**Problem statement**. Give the data a second time, exactly and in full.

[Records of labeled points]
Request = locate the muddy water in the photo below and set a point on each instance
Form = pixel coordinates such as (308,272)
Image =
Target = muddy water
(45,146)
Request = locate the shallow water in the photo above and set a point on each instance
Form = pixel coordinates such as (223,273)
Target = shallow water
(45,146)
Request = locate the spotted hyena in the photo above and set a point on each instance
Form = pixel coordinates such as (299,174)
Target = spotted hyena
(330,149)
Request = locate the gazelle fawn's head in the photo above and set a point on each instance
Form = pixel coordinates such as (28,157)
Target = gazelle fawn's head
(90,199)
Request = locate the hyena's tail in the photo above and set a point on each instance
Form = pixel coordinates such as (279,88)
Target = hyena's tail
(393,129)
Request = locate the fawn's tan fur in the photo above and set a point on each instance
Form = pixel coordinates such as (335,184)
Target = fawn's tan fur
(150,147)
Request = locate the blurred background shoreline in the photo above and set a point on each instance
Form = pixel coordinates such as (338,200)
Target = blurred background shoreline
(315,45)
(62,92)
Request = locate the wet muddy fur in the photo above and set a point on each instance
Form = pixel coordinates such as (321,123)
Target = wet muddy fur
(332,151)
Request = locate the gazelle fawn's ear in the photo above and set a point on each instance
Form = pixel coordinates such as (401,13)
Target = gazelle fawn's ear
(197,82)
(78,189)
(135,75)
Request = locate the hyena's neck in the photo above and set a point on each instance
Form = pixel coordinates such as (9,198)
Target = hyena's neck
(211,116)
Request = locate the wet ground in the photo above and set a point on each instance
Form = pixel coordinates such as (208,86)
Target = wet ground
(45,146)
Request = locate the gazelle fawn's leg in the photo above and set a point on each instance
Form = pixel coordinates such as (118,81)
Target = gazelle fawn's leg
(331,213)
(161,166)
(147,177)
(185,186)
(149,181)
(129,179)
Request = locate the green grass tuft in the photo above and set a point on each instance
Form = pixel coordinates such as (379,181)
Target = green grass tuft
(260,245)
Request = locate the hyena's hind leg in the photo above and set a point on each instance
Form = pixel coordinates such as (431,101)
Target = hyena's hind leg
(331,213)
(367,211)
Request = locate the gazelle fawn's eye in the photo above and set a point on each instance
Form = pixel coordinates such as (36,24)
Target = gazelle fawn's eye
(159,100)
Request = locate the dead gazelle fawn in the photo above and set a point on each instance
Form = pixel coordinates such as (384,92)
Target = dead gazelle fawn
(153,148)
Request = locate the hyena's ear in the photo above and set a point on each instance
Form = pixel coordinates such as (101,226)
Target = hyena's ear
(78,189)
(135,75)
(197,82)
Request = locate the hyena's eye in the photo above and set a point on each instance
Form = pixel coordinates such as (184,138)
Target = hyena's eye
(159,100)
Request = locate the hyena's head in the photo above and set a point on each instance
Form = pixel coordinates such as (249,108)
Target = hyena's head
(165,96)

**Correct result**.
Request = locate the muddy water in the photo below and set a point on each instance
Form = pixel coordinates such as (308,272)
Image =
Target = muddy water
(45,146)
Request = locate the shallow water in the photo above and set a point on each instance
Form = pixel coordinates such as (223,273)
Target = shallow water
(45,146)
Request = locate the spotted hyena in the photo above and set a point on each instance
Form = pixel coordinates such as (299,174)
Target = spotted hyena
(330,149)
Request = locate the gazelle fawn's head in the photo above and set a point on each instance
Form = pixel coordinates such as (28,157)
Target = gazelle fawn's head
(90,199)
Request = locate the hyena's tail in the photo above and set a point on each instance
Form = pixel coordinates such as (279,88)
Target = hyena's tail
(393,129)
Request = locate the fawn's tan fur in the photo above and set a point on each instance
Form = pixel coordinates such as (335,184)
Target = fawn's tan fur
(150,147)
Request = locate the blurred background shoreline in the photo above and set a point on each instance
Form = pixel coordinates such as (338,200)
Target = blurred background shoreline
(315,45)
(62,92)
Request = locate the wet muddy fur in the photo above and set a point on each instance
Form = pixel coordinates such as (321,123)
Target = wet muddy fur
(332,151)
Request = locate the gazelle fawn's ear in the photo above and set a point on each instance
Form = pixel coordinates such as (401,13)
Target = gazelle fawn's ear
(197,82)
(78,189)
(135,75)
Request = locate the hyena's neck in the photo above and set a point on each instance
Form = pixel coordinates such as (9,198)
Target = hyena's neck
(211,116)
Request = locate the wet ground in the photo above and set a point on each instance
Form = pixel coordinates such as (208,86)
Target = wet ground
(45,146)
Request = locate the gazelle fawn's leg in the photo above and set a point on each instance
Form = pixel coordinates such as (118,81)
Target = gazelle fawn's leg
(331,213)
(161,166)
(147,177)
(185,186)
(149,181)
(129,179)
Request = locate the green grass tuft in the photo above and set a point on each instance
Form = pixel coordinates such as (379,181)
Target = green grass tuft
(260,245)
Request = locate the hyena's hind leg in the photo above and set a point on each instance
Form = pixel coordinates such as (431,101)
Target = hyena's hind leg
(331,213)
(367,211)
Request = locate the gazelle fawn's eye in the photo above and set a point on each instance
Form = pixel coordinates such as (36,24)
Target = gazelle fawn's eye
(159,100)
Request = locate the dead gazelle fawn in the photo above and set a point on each instance
Form = pixel coordinates such as (384,92)
Target = dead gazelle fawn
(153,148)
Request = locate the hyena's ear in the photo above and set a point on each instance
Form = pixel coordinates such as (101,226)
Target = hyena's ear
(78,189)
(135,75)
(197,82)
Request = locate the hyena's eye in the photo above and set a point on each instance
Form = pixel coordinates such as (184,138)
Target = hyena's eye
(159,100)
Request = locate the hyena's head in the photo above and set a point on each instance
Form = pixel coordinates such as (249,108)
Target = hyena's head
(165,96)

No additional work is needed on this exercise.